BEGIN DATA FOR PROCESSING
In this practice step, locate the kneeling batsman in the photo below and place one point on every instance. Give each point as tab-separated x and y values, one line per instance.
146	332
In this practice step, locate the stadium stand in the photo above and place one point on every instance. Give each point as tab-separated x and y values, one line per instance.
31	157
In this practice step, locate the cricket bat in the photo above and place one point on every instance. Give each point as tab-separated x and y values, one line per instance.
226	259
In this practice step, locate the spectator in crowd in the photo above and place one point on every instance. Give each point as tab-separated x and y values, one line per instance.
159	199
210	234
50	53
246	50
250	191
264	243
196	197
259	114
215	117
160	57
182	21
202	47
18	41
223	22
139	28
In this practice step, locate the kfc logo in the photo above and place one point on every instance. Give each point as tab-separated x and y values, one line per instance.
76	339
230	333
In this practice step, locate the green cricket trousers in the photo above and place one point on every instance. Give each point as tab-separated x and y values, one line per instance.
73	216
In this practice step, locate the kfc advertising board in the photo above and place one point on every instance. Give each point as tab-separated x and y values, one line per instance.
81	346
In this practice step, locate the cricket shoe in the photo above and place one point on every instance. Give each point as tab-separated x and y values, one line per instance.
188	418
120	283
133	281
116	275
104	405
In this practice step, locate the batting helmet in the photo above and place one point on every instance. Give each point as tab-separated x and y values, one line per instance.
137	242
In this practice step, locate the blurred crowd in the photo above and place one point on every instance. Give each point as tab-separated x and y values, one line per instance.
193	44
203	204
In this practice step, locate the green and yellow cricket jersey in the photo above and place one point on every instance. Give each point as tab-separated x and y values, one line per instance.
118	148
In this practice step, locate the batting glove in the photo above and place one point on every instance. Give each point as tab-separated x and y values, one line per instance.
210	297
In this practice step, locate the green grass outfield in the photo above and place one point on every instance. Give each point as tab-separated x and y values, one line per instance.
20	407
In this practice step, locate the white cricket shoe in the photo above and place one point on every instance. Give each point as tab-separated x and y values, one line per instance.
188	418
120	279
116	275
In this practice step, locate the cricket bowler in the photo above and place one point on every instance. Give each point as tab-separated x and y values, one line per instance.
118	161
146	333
END DATA FOR PROCESSING
EXERCISE REQUIREMENTS -
Copy the entries word for word.

SOLUTION TO THIS EXERCISE -
In this practice step, locate the kneeling batsman in the photo below and place one point on every instance. Give each point as tab-separated x and y values, one line per instance.
146	332
In this practice step, locate the stadium stand in the photo above and place one point on every instance. Give each point as tab-separated x and y values, one line per instance.
31	157
In this practice step, locate the cricket bat in the photo above and place one point on every instance. Give each point as tab-separated x and y values, one line per instance.
226	259
In this practice step, locate the spectator in crowd in the photo above and place one point on every instance. Give each point as tab-separated x and y values, one line per instance.
159	199
210	234
50	53
246	50
250	191
264	243
196	197
259	114
215	117
160	57
182	21
202	47
18	41
223	22
139	28
In this practice step, locate the kfc logo in the photo above and place one point on every instance. Give each point as tab-separated x and y values, one line per instance.
76	339
230	333
In this practice step, locate the green cricket trousers in the photo above and place one point on every instance. Give each point as tab-separated x and y values, one line per instance.
73	216
In this practice step, locate the kfc advertising board in the photo above and place one point on every instance. Give each point as tab-separated x and y values, one line per instance.
81	346
In this practice step, locate the cricket shoe in the photo above and place one point on every instance. Give each point as tab-separated x and y values, one line per instance.
188	418
120	283
133	281
116	275
104	405
In this practice step, locate the batting helmet in the photo above and place one point on every instance. Give each point as tab-separated x and y values, one line per instance.
137	242
In this practice step, locate the blurred crowd in the photo above and place one point on every instance. Give each point as tab-separated x and y values, one line per instance.
193	44
203	204
In this practice step, locate the green and yellow cricket jersey in the photo above and place one point on every instance. Give each point as tab-separated x and y values, one line per instance.
118	148
In this practice step, locate the batting glove in the photo above and place one point on every instance. Give each point as tab-separated x and y values, one line per instance.
210	297
In this practice step, locate the green grass outfield in the photo above and place one point on every instance. Give each point as tab-separated x and y values, one line per instance.
20	407
In this practice step, locate the white cricket shoe in the photo above and place one point on every instance. Give each point as tab-separated x and y values, one line per instance.
188	418
120	279
116	275
In this practice step, locate the cricket bowler in the photo above and place one point on every instance. Give each point as tab-separated x and y values, one line per instance.
118	161
146	333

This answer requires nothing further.